* start *

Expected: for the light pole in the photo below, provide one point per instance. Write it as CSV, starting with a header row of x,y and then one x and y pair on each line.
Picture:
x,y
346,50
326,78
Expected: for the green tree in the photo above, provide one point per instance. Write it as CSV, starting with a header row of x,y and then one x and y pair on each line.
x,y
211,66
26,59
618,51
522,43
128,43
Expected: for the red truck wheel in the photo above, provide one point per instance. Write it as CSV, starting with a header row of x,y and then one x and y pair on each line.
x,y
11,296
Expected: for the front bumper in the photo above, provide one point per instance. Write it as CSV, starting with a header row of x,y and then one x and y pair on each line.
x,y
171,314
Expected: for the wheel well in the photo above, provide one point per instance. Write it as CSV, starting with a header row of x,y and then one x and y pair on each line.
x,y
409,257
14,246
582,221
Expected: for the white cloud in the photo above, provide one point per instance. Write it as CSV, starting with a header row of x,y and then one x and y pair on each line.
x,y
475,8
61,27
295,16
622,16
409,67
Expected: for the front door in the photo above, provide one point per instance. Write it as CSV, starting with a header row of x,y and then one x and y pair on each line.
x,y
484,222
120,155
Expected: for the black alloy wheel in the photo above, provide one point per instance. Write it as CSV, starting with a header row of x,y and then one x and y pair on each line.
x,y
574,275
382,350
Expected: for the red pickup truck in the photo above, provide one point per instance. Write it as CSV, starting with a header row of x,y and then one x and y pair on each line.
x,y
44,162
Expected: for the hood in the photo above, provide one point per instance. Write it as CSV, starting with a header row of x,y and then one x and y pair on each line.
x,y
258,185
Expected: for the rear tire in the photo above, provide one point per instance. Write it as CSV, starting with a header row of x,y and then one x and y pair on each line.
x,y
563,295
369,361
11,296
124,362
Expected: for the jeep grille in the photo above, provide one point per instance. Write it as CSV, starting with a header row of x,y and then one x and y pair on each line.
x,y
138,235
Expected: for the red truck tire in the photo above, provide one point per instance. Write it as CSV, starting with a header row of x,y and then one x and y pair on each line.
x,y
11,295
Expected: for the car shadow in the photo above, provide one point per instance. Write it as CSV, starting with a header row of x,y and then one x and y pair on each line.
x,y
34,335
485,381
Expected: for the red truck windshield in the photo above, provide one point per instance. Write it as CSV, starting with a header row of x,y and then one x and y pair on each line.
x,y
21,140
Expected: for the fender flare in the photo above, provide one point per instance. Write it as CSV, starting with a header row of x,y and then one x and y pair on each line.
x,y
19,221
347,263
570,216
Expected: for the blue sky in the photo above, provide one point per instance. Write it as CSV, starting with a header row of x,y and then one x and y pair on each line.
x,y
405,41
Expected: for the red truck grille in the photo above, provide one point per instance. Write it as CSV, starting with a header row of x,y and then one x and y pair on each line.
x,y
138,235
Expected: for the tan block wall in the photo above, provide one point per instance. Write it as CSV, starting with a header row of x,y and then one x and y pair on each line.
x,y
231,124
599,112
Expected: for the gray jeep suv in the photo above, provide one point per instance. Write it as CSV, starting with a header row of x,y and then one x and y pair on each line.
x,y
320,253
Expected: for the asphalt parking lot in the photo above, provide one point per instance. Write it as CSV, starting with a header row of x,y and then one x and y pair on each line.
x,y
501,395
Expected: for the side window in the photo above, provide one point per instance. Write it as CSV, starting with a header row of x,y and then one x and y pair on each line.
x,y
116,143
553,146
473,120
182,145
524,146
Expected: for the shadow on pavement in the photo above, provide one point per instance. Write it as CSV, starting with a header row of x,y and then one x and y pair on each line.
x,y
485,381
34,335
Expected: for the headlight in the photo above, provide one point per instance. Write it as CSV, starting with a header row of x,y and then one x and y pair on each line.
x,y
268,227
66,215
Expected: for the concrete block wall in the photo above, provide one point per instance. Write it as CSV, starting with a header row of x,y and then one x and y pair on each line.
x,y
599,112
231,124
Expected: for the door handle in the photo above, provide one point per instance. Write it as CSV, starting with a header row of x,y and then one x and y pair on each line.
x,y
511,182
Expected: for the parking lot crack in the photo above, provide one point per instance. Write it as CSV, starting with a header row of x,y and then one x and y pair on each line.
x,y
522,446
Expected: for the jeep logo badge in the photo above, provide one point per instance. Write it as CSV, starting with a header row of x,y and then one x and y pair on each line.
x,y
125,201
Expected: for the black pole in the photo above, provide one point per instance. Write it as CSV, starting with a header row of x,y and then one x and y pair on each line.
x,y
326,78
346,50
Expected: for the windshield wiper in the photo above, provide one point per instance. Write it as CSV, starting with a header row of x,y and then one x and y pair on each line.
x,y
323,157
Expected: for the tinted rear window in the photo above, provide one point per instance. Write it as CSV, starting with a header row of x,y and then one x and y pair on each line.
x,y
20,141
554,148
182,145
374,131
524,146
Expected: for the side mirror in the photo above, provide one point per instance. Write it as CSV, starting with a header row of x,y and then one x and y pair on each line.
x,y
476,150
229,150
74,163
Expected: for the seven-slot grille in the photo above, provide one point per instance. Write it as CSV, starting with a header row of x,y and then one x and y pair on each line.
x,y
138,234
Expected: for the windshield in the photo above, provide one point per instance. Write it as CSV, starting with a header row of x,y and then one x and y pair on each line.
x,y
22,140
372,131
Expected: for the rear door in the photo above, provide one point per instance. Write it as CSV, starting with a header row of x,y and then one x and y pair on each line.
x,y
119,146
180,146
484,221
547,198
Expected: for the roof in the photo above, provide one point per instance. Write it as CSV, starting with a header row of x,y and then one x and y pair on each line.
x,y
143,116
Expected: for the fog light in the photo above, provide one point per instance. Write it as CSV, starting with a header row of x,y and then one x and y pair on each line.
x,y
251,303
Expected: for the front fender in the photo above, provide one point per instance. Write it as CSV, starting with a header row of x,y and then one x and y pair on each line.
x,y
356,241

* end *
* start *

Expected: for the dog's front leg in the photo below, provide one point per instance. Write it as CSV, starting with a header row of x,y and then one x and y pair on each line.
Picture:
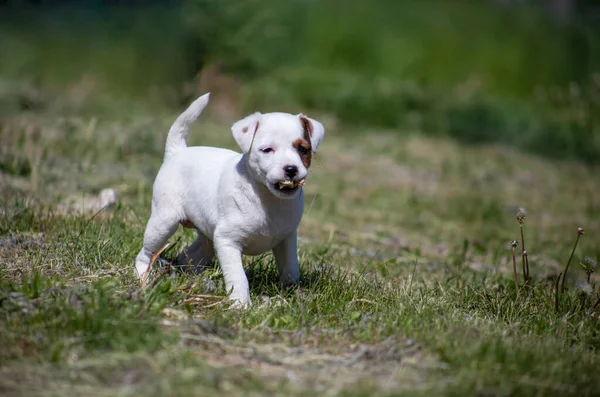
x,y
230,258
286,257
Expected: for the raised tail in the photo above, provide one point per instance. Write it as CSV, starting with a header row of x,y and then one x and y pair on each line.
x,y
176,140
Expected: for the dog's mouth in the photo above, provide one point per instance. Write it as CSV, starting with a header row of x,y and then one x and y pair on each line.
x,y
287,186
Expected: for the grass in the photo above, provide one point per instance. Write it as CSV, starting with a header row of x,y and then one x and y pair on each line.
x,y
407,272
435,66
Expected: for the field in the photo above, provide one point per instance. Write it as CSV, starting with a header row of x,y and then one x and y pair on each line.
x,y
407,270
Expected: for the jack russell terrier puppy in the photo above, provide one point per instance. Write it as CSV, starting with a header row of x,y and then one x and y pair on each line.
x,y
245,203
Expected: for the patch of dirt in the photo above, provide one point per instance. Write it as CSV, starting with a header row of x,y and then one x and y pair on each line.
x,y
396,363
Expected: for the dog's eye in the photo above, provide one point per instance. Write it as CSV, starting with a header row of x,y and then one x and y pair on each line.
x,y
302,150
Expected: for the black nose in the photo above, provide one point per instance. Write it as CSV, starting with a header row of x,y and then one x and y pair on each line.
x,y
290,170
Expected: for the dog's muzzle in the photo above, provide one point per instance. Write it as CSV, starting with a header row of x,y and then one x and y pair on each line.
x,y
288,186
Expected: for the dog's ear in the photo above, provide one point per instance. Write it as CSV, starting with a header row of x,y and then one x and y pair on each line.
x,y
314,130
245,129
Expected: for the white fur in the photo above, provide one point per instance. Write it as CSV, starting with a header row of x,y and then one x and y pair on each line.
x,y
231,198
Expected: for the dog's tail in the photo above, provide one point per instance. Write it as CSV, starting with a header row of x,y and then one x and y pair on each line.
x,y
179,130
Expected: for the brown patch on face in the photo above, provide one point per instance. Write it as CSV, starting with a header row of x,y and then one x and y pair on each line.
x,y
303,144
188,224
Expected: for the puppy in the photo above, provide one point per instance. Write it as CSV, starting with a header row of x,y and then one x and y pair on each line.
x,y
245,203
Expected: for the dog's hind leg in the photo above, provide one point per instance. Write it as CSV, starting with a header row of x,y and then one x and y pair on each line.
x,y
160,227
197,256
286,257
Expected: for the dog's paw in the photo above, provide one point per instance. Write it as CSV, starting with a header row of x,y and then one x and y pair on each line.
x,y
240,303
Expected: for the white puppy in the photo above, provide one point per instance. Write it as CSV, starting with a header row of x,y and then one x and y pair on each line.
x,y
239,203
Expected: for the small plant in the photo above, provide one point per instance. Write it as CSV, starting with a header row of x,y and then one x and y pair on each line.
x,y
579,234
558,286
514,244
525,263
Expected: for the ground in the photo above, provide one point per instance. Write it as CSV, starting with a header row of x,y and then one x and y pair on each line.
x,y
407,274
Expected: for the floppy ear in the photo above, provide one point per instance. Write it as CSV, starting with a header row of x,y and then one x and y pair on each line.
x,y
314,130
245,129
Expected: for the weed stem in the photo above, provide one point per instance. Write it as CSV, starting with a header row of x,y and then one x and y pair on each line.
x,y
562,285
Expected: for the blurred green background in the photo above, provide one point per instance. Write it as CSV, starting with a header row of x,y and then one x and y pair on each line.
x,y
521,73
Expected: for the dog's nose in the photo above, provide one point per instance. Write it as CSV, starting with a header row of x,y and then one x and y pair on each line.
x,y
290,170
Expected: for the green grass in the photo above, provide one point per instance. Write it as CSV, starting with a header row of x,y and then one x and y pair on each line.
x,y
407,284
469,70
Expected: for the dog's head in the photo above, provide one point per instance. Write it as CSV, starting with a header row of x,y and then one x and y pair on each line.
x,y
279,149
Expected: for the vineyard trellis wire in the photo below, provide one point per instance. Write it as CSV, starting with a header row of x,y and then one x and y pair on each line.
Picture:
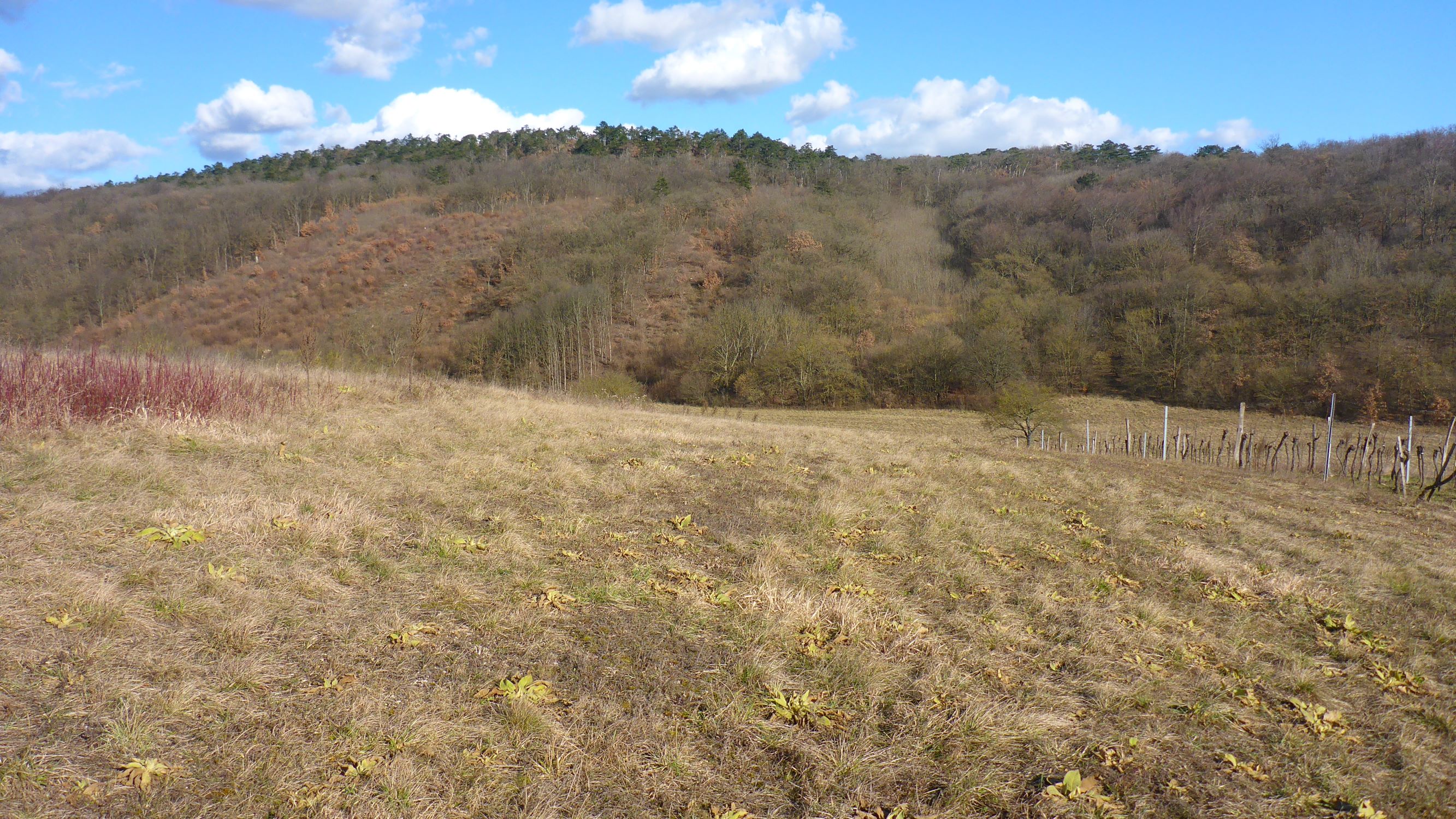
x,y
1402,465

* end *

• **TASK DESCRIPTION**: Please report every line in the items above that contains the string "shadow". Case counts.

• **RESULT FOR THIS EXERCISE**:
Expected: for the car shadow in the photo above, provide one point per instance. Write it as CSV, starting with a header row of x,y and then one x and y pair on each line.
Expected: for the shadow on pavement in the photo above, provide one point per instance. Write it as CSV, starting with a header row of x,y and then one x and y pair on each line.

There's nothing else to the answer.